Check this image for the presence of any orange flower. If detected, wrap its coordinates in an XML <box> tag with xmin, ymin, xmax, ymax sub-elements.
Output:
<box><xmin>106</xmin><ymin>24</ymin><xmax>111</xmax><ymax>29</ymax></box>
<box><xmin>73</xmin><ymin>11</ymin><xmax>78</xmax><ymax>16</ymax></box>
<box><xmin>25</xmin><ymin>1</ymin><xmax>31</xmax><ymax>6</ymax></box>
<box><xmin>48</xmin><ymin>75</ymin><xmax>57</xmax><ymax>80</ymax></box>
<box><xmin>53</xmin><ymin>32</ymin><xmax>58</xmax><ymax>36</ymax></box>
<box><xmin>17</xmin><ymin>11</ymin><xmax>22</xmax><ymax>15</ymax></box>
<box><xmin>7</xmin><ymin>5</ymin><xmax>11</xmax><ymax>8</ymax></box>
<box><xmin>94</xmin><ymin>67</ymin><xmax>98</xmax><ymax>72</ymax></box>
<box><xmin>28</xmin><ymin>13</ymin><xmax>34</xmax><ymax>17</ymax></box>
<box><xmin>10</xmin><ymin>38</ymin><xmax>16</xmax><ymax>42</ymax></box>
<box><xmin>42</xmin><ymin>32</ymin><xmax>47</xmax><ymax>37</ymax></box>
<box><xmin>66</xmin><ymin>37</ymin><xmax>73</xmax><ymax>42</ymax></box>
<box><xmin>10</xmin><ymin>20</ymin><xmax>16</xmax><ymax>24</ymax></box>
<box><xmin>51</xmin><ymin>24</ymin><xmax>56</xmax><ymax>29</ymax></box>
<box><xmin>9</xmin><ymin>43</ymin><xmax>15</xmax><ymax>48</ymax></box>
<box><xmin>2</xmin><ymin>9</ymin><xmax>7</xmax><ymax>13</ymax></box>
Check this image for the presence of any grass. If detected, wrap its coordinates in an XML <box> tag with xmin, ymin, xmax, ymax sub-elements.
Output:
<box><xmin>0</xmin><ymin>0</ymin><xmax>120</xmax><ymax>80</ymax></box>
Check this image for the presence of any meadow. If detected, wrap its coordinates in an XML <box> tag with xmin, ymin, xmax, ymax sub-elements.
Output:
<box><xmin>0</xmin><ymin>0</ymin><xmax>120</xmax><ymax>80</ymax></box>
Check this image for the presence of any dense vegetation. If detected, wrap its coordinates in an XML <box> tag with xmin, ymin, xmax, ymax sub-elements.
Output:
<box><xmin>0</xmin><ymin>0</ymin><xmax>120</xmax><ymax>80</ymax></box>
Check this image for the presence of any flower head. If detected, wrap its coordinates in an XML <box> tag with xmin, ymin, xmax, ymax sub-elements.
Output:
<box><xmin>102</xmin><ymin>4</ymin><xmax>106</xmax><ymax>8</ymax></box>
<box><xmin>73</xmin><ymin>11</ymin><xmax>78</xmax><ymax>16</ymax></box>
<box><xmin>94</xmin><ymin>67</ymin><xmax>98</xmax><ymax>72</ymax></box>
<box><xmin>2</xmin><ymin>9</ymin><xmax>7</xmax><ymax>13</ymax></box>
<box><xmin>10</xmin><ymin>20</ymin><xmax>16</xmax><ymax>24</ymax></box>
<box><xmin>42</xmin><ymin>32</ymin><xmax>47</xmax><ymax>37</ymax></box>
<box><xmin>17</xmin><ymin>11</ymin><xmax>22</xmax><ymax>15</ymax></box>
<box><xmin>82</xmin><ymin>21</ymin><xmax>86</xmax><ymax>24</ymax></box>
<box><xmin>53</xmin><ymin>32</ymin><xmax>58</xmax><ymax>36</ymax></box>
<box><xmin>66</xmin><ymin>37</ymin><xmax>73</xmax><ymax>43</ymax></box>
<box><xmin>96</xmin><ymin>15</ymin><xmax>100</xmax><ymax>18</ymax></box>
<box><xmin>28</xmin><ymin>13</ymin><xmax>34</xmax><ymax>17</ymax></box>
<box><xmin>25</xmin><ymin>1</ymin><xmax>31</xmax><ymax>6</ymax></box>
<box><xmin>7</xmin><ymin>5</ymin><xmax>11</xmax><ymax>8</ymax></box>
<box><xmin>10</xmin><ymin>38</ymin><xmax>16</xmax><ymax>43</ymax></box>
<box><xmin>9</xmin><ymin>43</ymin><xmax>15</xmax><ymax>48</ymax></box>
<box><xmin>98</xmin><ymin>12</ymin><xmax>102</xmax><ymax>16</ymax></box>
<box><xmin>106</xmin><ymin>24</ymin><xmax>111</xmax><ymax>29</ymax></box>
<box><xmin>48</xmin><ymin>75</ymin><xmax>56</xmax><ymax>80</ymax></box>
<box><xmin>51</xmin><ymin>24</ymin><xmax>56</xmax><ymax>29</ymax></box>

☆ ☆ ☆

> _Set task_: Count the lines of the listing above that contain the word "detected", treating uppercase and lowercase as different. Reply with the number alone.

> _Right answer_: 5